▸ SUPPLIED DATA

________________________________________

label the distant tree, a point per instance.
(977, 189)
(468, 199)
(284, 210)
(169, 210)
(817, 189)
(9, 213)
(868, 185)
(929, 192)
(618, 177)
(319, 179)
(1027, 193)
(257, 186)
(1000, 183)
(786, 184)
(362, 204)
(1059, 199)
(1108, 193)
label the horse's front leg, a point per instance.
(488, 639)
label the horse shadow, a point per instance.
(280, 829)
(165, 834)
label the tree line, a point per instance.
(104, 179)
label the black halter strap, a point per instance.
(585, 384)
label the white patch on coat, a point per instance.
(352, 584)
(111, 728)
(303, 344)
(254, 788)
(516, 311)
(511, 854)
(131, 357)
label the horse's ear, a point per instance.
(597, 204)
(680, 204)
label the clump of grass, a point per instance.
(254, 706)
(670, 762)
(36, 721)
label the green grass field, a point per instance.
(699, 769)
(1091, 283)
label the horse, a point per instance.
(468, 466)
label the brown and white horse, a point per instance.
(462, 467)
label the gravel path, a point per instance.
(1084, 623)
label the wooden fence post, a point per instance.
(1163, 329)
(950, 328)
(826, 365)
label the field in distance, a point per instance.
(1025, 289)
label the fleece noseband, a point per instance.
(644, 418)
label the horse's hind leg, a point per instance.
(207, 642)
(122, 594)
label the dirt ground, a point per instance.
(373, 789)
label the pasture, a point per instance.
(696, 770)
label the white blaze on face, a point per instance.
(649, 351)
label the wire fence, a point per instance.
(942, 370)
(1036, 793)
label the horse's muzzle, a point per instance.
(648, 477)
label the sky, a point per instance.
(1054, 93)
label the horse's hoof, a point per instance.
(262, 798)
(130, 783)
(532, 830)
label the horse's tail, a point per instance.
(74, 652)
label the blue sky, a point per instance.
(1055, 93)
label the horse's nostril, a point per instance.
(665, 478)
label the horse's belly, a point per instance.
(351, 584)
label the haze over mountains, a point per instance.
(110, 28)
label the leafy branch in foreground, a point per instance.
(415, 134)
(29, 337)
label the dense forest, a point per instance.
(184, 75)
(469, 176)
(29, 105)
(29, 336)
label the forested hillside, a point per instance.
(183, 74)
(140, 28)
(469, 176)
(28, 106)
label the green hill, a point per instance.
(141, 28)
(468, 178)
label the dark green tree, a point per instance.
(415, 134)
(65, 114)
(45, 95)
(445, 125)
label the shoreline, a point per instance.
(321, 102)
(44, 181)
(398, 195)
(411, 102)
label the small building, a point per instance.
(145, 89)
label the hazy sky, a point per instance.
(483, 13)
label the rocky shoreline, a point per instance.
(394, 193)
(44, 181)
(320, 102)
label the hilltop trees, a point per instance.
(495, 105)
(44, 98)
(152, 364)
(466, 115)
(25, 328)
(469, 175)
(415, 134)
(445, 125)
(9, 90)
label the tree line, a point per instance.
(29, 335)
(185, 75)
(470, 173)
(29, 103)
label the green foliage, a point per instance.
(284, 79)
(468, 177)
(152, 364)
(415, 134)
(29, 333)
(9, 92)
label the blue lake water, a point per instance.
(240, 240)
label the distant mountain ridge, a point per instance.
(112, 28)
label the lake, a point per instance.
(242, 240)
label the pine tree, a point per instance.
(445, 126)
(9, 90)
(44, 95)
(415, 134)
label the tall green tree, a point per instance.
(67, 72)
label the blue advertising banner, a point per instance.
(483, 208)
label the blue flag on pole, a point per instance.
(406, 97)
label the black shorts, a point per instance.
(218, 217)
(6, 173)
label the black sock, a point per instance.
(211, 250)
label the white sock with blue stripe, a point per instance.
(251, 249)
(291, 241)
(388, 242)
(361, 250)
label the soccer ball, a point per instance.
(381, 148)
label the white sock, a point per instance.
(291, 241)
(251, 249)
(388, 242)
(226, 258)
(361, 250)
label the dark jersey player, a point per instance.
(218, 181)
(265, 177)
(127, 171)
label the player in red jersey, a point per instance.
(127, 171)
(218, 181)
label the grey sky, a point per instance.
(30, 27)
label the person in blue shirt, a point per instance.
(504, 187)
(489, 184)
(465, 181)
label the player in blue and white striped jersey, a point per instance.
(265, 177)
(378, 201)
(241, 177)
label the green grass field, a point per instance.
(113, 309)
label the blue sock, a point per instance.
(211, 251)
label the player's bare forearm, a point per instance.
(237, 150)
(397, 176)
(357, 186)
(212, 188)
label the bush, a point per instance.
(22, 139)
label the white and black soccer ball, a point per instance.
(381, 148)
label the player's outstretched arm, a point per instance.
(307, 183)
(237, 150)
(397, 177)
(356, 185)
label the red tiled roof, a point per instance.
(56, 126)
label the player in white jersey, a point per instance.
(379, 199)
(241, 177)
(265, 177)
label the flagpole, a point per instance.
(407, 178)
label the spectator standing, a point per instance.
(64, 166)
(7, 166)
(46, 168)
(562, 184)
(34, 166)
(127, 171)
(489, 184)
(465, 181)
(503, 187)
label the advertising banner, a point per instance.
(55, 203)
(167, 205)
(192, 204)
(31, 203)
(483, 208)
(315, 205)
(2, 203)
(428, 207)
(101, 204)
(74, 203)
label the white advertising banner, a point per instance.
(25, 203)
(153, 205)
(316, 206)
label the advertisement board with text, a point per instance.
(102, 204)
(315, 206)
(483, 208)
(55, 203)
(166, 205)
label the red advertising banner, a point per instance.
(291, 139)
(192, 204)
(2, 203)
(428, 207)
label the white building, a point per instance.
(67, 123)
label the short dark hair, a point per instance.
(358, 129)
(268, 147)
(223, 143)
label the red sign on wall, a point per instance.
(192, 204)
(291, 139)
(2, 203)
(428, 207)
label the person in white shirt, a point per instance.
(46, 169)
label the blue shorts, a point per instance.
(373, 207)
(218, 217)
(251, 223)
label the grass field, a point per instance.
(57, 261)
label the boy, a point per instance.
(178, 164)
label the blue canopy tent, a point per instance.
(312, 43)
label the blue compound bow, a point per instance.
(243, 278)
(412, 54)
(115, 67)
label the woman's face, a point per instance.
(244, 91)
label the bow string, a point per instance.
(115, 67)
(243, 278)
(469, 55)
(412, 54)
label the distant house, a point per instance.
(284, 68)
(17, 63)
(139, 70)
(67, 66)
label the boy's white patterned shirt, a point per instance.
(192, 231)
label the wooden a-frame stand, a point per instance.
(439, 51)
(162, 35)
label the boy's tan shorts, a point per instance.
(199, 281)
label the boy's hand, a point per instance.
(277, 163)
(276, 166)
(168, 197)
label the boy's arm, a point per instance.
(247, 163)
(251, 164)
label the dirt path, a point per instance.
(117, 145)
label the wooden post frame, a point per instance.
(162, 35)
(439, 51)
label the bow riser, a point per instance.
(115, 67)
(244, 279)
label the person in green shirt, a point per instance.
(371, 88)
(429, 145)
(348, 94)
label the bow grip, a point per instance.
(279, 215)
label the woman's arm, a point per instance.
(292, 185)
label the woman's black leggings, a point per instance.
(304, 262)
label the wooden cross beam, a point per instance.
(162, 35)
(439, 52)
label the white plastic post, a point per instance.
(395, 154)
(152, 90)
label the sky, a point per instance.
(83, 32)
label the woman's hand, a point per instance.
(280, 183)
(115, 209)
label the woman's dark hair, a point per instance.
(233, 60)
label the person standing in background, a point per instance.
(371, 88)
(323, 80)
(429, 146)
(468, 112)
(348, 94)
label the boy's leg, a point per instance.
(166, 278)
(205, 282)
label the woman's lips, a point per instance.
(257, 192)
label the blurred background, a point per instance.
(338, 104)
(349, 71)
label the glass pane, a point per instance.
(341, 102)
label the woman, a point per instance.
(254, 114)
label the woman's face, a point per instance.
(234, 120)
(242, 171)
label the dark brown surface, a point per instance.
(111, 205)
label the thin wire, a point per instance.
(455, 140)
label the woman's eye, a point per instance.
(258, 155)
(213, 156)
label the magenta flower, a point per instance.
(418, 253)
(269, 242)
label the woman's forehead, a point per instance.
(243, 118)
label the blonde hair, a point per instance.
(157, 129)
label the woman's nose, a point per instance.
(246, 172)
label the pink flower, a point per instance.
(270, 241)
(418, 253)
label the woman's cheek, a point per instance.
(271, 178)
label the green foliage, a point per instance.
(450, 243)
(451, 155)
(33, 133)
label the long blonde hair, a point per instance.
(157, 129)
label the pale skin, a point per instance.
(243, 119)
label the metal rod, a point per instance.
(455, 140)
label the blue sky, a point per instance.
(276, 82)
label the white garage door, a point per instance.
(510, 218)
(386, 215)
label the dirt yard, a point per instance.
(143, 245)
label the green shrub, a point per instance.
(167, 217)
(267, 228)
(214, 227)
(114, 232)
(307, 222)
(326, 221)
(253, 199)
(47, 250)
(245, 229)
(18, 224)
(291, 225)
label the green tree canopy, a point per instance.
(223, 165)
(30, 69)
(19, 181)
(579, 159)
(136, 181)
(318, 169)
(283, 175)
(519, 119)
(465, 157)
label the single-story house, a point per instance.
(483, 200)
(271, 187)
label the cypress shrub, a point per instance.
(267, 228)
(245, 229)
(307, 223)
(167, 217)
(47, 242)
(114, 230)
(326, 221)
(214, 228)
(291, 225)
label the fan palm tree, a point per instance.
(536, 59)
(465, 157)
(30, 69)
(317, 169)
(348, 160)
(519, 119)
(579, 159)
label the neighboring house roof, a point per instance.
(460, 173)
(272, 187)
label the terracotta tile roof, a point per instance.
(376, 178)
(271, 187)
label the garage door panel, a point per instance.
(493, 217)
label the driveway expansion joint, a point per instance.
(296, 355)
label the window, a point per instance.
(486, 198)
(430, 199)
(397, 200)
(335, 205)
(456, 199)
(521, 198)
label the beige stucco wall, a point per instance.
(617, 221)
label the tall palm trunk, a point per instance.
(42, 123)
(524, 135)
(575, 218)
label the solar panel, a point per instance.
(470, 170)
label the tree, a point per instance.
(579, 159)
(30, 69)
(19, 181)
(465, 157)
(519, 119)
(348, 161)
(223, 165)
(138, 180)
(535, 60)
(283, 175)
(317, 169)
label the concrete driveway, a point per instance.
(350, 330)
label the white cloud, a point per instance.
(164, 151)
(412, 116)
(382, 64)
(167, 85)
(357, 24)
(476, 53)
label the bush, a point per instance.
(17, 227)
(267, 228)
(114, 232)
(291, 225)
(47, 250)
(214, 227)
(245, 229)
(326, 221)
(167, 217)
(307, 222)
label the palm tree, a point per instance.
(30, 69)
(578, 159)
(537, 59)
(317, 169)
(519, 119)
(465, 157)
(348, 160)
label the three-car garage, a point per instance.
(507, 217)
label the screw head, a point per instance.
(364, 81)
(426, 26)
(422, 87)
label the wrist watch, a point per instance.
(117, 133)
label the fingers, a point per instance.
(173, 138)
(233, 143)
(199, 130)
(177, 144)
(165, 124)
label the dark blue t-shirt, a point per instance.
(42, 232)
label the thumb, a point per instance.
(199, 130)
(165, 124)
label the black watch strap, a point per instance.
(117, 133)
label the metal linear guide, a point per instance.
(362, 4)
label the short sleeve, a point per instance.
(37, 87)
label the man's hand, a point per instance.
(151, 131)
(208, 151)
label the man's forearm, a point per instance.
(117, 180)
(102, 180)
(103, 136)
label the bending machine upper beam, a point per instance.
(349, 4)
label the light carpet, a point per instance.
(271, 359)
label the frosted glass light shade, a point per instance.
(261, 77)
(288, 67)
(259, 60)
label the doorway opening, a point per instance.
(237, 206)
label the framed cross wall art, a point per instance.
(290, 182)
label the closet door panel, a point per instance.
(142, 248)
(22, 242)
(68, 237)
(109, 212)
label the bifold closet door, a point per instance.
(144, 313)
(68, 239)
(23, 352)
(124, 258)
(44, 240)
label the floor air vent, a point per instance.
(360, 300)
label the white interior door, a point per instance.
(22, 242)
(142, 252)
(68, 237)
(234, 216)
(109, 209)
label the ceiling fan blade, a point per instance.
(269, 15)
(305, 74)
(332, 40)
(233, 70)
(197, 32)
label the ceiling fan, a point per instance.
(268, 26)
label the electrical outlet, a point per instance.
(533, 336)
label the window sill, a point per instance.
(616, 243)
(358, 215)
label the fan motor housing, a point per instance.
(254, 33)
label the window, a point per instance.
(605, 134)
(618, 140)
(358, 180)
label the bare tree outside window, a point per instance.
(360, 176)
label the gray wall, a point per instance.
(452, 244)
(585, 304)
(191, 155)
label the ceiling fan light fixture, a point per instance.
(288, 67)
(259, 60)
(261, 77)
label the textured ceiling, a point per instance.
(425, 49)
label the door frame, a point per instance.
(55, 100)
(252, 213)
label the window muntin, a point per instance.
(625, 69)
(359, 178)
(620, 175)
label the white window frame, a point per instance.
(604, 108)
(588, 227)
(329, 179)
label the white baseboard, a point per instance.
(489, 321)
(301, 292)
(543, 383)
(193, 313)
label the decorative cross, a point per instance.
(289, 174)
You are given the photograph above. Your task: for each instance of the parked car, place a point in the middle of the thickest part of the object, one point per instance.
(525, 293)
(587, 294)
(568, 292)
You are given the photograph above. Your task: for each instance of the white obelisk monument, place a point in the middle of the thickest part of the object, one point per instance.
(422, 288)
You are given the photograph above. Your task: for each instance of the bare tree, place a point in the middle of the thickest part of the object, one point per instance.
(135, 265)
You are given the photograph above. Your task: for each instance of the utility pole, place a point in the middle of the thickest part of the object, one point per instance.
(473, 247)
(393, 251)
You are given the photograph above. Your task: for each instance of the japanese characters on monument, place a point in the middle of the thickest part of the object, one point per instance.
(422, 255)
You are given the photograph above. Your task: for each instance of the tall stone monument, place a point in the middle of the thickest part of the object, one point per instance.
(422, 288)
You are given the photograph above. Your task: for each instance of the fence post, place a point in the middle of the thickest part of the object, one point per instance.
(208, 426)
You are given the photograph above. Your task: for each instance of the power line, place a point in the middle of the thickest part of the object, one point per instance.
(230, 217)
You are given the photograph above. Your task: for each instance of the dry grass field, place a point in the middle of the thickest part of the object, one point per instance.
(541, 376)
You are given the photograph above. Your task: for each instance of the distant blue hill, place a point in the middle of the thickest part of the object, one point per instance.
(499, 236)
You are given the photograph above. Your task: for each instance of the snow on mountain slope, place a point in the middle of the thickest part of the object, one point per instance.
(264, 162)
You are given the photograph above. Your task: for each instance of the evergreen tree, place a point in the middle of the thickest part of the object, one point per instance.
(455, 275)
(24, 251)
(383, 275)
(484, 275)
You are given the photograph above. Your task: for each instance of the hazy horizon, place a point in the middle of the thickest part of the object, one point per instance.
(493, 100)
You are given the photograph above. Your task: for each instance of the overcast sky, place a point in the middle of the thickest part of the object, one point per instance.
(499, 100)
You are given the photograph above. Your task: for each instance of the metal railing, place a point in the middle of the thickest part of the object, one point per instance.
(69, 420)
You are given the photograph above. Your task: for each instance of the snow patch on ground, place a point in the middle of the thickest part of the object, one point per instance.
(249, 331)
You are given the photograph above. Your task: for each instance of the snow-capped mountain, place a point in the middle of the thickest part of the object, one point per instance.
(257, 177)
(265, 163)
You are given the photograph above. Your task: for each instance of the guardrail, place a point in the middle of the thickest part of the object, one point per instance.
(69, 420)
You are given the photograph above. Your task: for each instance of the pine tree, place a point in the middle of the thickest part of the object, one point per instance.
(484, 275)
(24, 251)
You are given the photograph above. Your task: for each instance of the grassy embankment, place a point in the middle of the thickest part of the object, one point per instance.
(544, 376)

________________________________________

▸ EXERCISE BRIEF
Find the line containing "of the overcast" in the material above. Print it and every line after it through the end, exactly and only those.

▸ EXERCISE RESPONSE
You are given the photograph above. Your task: for each instance of the overcast sky, place a point in the middle of the thickest part of the object, one point per instance.
(499, 100)
You are given the photograph above. Your task: for each instance of the metal railing, place a point in the middle of the thickest part of the object, one point per instance.
(69, 420)
You are given the photograph above. Your task: for each instance of the snow patch on ground, place a point in the middle of the thickest part of the object, one point per instance.
(249, 331)
You are given the photograph above. Your task: for each instance of the snow-capped mountain, place a point in the middle of the thickest part of the object, one point per instance.
(257, 177)
(265, 163)
You are given the photograph above. Your task: for each instance of the guardrail, place a point in the middle of the thickest part of the object, one point per instance.
(69, 420)
You are given the photograph above. Your task: for each instance of the pine tree, place a point in the middle of the thickest part of the object, one point per instance.
(484, 275)
(24, 251)
You are given the photograph above. Your task: for each instance of the grassy embankment, place a point in the middle of the thickest part of the object, one point per instance.
(544, 376)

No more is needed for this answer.